Description of the task:
Exactly the lines from the one containing "Where can the beige" through the final line of the data are to be written out again, with nothing added.

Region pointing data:
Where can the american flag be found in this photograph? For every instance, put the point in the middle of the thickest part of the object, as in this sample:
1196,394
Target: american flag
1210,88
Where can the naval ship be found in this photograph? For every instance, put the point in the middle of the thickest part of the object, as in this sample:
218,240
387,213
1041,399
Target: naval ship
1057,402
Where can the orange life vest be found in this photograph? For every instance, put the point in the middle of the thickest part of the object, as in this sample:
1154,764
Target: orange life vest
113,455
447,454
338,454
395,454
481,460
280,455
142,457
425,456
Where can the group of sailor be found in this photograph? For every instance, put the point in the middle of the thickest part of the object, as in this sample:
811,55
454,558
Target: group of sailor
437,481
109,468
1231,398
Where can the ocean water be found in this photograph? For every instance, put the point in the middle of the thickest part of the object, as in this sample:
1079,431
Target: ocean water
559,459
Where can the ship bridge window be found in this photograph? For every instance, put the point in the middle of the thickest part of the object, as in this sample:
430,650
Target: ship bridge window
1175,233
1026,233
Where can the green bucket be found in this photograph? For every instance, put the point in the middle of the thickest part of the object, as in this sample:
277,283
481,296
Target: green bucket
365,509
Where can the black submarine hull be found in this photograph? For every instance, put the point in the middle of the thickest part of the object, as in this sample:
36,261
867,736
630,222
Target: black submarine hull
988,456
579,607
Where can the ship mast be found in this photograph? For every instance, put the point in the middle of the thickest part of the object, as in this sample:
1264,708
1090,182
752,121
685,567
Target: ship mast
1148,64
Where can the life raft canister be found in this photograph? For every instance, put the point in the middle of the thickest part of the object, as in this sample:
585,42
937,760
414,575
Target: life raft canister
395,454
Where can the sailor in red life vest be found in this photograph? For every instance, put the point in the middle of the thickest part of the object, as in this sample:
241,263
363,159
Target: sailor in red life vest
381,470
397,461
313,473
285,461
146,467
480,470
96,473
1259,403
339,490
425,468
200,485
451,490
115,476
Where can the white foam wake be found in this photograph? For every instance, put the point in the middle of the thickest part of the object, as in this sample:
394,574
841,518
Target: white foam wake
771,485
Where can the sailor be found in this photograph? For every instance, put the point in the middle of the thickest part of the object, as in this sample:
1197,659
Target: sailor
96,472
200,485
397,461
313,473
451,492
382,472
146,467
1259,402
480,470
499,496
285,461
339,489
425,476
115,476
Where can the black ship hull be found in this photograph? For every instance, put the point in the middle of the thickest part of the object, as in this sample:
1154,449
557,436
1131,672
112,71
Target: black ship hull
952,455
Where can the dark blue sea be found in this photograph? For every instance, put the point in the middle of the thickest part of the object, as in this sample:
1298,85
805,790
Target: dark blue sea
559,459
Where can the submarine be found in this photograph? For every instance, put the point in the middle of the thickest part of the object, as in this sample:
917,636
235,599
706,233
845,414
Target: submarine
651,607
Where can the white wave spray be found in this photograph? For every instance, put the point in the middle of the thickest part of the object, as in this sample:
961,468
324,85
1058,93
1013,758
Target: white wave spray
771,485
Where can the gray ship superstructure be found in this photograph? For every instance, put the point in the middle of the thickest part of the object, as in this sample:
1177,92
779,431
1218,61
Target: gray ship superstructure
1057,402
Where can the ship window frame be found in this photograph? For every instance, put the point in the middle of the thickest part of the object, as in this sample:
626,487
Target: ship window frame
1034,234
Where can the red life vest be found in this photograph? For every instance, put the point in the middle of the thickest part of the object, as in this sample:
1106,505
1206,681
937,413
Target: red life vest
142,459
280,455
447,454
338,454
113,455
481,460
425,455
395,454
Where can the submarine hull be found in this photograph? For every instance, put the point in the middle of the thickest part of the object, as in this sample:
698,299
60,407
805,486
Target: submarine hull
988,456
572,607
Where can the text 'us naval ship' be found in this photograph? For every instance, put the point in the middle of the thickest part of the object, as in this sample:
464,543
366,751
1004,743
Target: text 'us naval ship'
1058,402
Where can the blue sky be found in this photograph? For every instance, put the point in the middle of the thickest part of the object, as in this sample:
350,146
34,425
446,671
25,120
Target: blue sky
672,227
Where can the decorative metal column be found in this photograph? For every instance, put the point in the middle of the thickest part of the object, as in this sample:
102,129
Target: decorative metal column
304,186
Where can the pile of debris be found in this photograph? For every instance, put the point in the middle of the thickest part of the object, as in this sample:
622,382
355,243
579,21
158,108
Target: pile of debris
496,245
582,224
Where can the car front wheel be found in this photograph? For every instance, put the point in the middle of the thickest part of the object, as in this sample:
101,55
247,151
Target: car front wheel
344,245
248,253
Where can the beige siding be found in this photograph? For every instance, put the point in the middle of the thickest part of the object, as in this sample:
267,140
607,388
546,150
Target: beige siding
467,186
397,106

Exercise solution:
Where can the beige siding be found in this photograph? For every instance, put the point in the middle of the thickest part of the object, as in this sample:
267,140
607,388
546,150
Target: beige siding
467,186
397,106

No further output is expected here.